PAGE TEXT:
>>>>

FasterCSV parsing issues

I’m using FasterCSV to do an import into my DB, and the CSV file
contains European words. I have French, Italian, and German words which
contain accents and such. When I try the import it throws a
FasterCSV::MalformedCSV error, but if I remove just the letters with
accents on them, it will upload just fine.

Here is a sample row:

Universal,ID,Kir,“Commonly, white wine with Cassis. Traditionally, the
cocktail kir (also known as vin blanc cassis in French) is made with
Aligoté. Kir Royal is made with Champagne instead of Aligoté.”

Notice the 2 “e” with accents on them. I can remove these and it’s fine.
I’m assuming this is an encoding issue. The CSV file could be created by
any number of people in any number of different locations using any
number of programs. Do I need to do something like use Iconv to convert
to a standard encoding first, then upload?

Thanks

~Jeremy

I’ve had similar issues recently, and they are due to character
encodings. Something like Iconv will probably be necessary to convert
the files to a standard encoding

On Wed, Dec 1, 2010 at 11:52 AM, Jeremy W.

<<<<

INFORMATION SUPPLIED:
>>>>

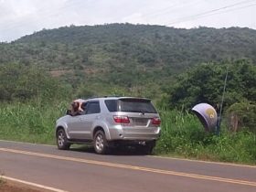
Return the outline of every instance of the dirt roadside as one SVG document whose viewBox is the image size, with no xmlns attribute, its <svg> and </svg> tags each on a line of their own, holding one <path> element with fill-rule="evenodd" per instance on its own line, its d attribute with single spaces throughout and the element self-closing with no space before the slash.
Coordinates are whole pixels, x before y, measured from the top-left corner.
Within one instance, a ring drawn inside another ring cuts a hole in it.
<svg viewBox="0 0 256 192">
<path fill-rule="evenodd" d="M 5 182 L 0 182 L 0 191 L 1 192 L 48 192 L 49 190 L 36 188 L 35 187 L 30 187 L 16 182 L 5 181 Z"/>
</svg>

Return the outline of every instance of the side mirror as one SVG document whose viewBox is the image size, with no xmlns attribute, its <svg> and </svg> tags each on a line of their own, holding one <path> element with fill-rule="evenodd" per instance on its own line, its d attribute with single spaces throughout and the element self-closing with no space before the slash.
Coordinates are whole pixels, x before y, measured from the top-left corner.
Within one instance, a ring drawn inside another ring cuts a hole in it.
<svg viewBox="0 0 256 192">
<path fill-rule="evenodd" d="M 71 110 L 67 110 L 67 111 L 66 111 L 66 114 L 71 115 Z"/>
</svg>

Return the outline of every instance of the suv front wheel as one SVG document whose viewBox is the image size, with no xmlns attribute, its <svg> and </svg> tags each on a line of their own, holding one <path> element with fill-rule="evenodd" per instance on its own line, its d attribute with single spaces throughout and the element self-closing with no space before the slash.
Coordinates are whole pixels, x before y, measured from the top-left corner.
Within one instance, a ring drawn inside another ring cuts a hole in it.
<svg viewBox="0 0 256 192">
<path fill-rule="evenodd" d="M 93 139 L 94 150 L 97 154 L 106 154 L 108 149 L 106 136 L 103 131 L 99 130 L 96 132 Z"/>
</svg>

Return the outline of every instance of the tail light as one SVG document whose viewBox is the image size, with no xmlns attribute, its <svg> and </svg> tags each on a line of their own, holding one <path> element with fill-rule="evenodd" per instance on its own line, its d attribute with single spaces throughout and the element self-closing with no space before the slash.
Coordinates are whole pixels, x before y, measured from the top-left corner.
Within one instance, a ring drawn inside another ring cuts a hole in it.
<svg viewBox="0 0 256 192">
<path fill-rule="evenodd" d="M 119 123 L 130 123 L 130 119 L 127 116 L 113 116 L 113 121 Z"/>
<path fill-rule="evenodd" d="M 154 117 L 151 121 L 152 124 L 160 125 L 161 120 L 159 117 Z"/>
</svg>

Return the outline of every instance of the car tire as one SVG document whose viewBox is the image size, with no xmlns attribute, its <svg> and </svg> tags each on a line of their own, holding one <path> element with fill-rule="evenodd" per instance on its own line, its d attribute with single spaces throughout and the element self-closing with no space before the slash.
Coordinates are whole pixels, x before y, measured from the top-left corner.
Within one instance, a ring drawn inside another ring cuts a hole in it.
<svg viewBox="0 0 256 192">
<path fill-rule="evenodd" d="M 93 147 L 96 154 L 104 155 L 108 151 L 108 143 L 103 131 L 99 130 L 96 132 L 93 138 Z"/>
<path fill-rule="evenodd" d="M 67 134 L 64 131 L 64 129 L 59 129 L 57 132 L 56 134 L 56 141 L 57 141 L 57 146 L 60 150 L 68 150 L 70 147 L 70 144 L 69 144 Z"/>
</svg>

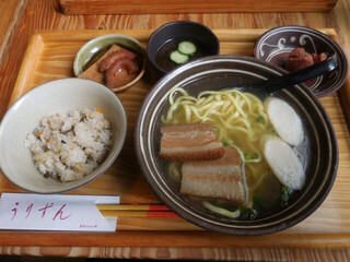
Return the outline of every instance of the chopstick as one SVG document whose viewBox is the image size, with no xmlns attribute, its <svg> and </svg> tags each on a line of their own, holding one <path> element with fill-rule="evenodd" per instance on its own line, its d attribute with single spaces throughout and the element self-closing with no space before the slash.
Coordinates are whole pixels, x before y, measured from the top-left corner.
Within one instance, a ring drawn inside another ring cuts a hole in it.
<svg viewBox="0 0 350 262">
<path fill-rule="evenodd" d="M 170 211 L 162 204 L 96 204 L 100 211 Z"/>
<path fill-rule="evenodd" d="M 165 205 L 156 204 L 97 204 L 96 207 L 103 216 L 118 216 L 118 217 L 178 217 Z"/>
</svg>

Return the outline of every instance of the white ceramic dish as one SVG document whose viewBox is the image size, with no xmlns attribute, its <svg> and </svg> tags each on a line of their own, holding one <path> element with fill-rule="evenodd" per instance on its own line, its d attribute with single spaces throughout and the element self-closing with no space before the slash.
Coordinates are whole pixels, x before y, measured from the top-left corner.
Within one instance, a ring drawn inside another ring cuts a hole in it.
<svg viewBox="0 0 350 262">
<path fill-rule="evenodd" d="M 112 123 L 113 147 L 105 160 L 82 180 L 62 183 L 44 178 L 23 145 L 39 121 L 55 112 L 77 108 L 101 108 Z M 94 81 L 62 79 L 42 84 L 21 96 L 9 108 L 0 123 L 0 168 L 16 187 L 34 193 L 60 193 L 78 189 L 102 175 L 117 158 L 127 133 L 127 116 L 119 98 Z"/>
<path fill-rule="evenodd" d="M 135 78 L 131 82 L 118 86 L 116 88 L 113 88 L 113 92 L 120 92 L 124 91 L 130 86 L 132 86 L 135 83 L 137 83 L 144 74 L 145 72 L 145 63 L 147 63 L 147 57 L 145 57 L 145 50 L 141 43 L 139 43 L 137 39 L 135 39 L 131 36 L 127 35 L 120 35 L 120 34 L 109 34 L 109 35 L 102 35 L 98 37 L 95 37 L 91 40 L 89 40 L 85 45 L 83 45 L 74 59 L 73 62 L 73 70 L 74 75 L 78 76 L 83 72 L 84 66 L 101 50 L 112 46 L 112 45 L 118 45 L 125 49 L 128 49 L 130 51 L 133 51 L 138 53 L 141 57 L 141 69 L 137 78 Z"/>
</svg>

<<<<

REQUIRED TASK A:
Name every language that the first post in the FasterCSV parsing thread above says the words in the CSV file come from.
REQUIRED TASK B:
Transcribe the FasterCSV parsing thread from "Here is a sample" up to and including "first, then upload?".
REQUIRED TASK C:
Pick up the FasterCSV parsing thread above at the point where it stops, and carry it on.

REPLY A:
French, Italian, German

REPLY B:
Here is a sample row:

Universal,ID,Kir,“Commonly, white wine with Cassis. Traditionally, the
cocktail kir (also known as vin blanc cassis in French) is made with
Aligoté. Kir Royal is made with Champagne instead of Aligoté.”

Notice the 2 “e” with accents on them. I can remove these and it’s fine.
I’m assuming this is an encoding issue. The CSV file could be created by
any number of people in any number of different locations using any
number of programs. Do I need to do something like use Iconv to convert
to a standard encoding first, then upload?

REPLY C:
Nathaniel Smith wrote in post #965441:

I’ve had similar issues recently, and they are due to character
encodings. Something like Iconv will probably be necessary to convert
the files to a standard encoding

On Wed, Dec 1, 2010 at 11:52 AM, Jeremy W.

I’ve never actually used Iconv before, but I was just reading
http://blog.grayproductions.net/articles/encoding_conversion_with_iconv
and I did a test. I converted from ISO8859-1 to UTF8, and that actually
changes the characters, so it changes the meaning of the words. Now,
this is assuming that the CSV files I’m getting are all ISO8859-1
encoded (which I think they are).

I tried a test to just tell FasterCSV to read it as 'ISO8859-1’using the
first 3 lines of this CSV file:

Universal,ID,Kir,“Commonly, white wine with Cassis. Traditionally, the
cocktail kir (also known as vin blanc cassis in French) is made with
AligotÈ. Kir Royal is made with Champagne instead of AligotÈ.”
Universal,GRAPE,MourvËdre / Monastrell / Mataro,"Grape: MourvËdre,
MatarÛ, or Monastrell is variety of grape used to make both strong, dark
red wines and rosÈs. It is grown in many regions around the world.
Universal,Tasting,Leafy,Specific aroma/taste descriptor: Having the
smell or taste sensation of Leaves.

ruby-1.8.7-p302 > file = File.open(File.join(Rails.root, ‘public’,
‘sample.csv’))
=> #<File:/Users/jeremywoertink/Sites/winovations/public/sample.csv>
ruby-1.8.7-p302 > csv = FasterCSV.new(file, :encoding => ‘ISO8859-1’)
=> <#FasterCSV io_type:File
io_path:“/Users/jeremywoertink/Sites/winovations/public/sample.csv”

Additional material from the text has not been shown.